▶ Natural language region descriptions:
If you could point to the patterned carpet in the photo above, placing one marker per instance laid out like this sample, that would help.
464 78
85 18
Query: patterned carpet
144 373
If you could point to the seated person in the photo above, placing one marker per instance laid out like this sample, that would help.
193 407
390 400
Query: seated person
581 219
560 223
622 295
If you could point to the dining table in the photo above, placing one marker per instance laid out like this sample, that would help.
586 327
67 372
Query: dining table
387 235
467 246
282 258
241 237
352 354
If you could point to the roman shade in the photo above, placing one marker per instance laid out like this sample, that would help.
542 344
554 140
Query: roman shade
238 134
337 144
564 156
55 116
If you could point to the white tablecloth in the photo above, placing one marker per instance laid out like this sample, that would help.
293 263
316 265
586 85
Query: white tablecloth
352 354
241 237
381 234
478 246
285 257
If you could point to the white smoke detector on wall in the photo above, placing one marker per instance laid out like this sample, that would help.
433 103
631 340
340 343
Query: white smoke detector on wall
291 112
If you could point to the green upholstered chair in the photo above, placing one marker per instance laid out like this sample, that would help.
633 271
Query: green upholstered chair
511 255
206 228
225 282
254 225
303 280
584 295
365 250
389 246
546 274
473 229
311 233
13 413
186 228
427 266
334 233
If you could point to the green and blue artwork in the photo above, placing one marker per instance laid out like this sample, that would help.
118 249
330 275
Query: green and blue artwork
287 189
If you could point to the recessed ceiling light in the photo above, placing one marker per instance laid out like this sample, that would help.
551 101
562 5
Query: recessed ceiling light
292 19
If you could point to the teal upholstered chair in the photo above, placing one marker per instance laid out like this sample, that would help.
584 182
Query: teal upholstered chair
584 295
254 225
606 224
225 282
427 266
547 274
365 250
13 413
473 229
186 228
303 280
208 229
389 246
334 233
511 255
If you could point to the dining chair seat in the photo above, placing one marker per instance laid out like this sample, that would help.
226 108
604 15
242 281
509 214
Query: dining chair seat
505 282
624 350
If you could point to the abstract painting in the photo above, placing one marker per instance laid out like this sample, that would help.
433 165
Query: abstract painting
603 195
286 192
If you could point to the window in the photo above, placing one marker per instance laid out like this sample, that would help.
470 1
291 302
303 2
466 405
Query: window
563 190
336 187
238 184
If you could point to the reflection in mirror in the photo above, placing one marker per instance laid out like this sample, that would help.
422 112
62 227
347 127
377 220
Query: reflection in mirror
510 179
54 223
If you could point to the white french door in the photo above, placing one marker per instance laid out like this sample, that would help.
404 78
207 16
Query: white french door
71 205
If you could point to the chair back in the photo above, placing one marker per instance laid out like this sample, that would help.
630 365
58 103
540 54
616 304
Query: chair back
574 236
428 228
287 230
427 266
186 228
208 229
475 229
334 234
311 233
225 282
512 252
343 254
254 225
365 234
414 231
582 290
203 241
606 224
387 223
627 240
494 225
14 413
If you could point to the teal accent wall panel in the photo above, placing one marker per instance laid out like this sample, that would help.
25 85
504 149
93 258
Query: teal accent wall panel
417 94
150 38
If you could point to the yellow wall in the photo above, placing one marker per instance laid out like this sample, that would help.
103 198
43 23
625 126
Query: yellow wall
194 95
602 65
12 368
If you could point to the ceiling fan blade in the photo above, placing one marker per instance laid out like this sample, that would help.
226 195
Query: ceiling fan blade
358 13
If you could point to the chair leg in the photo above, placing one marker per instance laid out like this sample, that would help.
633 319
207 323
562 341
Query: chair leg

▶ Problem statement:
What is needed is an exact reproduction of the data.

▶ Result of this exercise:
If you could point to the patterned carpet in the photo above, placing one marker per instance laid out like this sample, that would help.
464 78
85 18
Query: patterned carpet
144 373
If you could point to the seated person in the photo above, placing one marker per instance laid out like this sample, that would help.
193 407
390 400
Query: seated person
581 219
560 223
622 295
If you could point to the dining table in the photo above, placing one marker per instance laid out like this sample, that would help.
586 327
67 372
Query: dining table
387 235
467 246
282 258
241 237
352 354
If you could point to the roman shade in the photo above, placing one marker per instance laid out like this sample, that would help.
542 344
554 140
Query: roman shade
238 134
337 144
564 156
55 116
If you could point to the white tablecloth in the photo above, placing one marker per instance laid out like this sample, that would help.
293 263
316 265
586 85
Query: white tablecloth
352 354
241 237
381 234
478 246
285 257
If you could point to the white smoke detector on wall in the photo above, placing one marker per instance laid out like this sample, that would help.
433 103
631 340
340 343
Query: white smoke detector on wall
291 112
If you could point to the green upholstered chair in the photo above, placing one marker per instance laid out like this sample, that would help.
633 271
Query: green upholstered chair
511 255
206 228
225 282
254 225
303 280
584 295
365 250
389 246
546 274
473 229
311 233
13 413
186 228
427 266
334 233
If you could point to the green and blue artwork in the photo above, placing one marker per instance laid out like this sample, that would help.
118 249
330 275
Query: green and blue artwork
287 189
If you could point to the recessed ceiling light in the photo above, placing one marker per instance laid out like this sample, that would help.
551 101
562 5
Query: recessed ceiling light
292 19
If you could point to the teal upholstered chair in the photo above, placing one marker per instance laid out like this sample, that would help.
584 182
Query: teal upholstered chair
584 295
254 225
606 224
225 282
427 266
547 274
365 250
13 413
473 229
186 228
303 280
208 229
389 246
334 233
511 255
If you could point to the dining chair seat in the photo above, placing one marker per instance laid out like this sample, that would help.
226 108
604 15
242 281
509 214
Query: dining chair seat
505 282
624 350
If you could point to the abstract painting in the photo above, placing one marker per instance laid out like this sample, that would help.
433 165
Query: abstract painting
603 195
286 192
If you could point to the window in the photo above, placing one marker per instance laid out like this sample, that would help.
470 1
291 302
303 2
466 405
Query: window
563 190
336 187
238 184
If you could point to the reflection in mirror in the photo above, placing one marker per instance laid out like this sample, that would help.
422 112
62 227
347 127
377 220
Query: reflection in mirror
510 179
54 223
If you could point to the white french door in the photo above, placing one marker per instance laid out like this sample, that would help.
404 78
207 16
Query: white french door
71 205
If you could point to the chair back in the photo above, placing one marker per instance laid out like this sample, that would help.
630 365
58 103
540 54
616 304
Query: chair back
574 236
428 228
287 230
427 266
186 228
208 229
475 229
334 234
311 233
225 282
512 252
343 254
254 225
365 234
414 231
582 290
203 241
606 224
387 223
627 240
494 225
14 413
If you could point to the teal accent wall panel in the photo above, placing one marker per instance laid out like this sample, that would help.
25 85
504 149
93 258
Query: teal accent wall panel
417 94
150 38
If you could point to the yellow wall in the photo above, placing one marker per instance laid out like this sample, that would help.
103 198
43 23
625 126
Query: yellow wall
194 95
602 65
12 368
If you could point to the ceiling fan blade in the photo above, placing one marker per instance laid out like this sample, that would help.
226 195
Query: ceiling fan blade
358 13
If you could point to the chair leg in the photo above, placing one marker per instance laid out like this sample, that would help.
633 319
207 323
562 341
Query: chair leg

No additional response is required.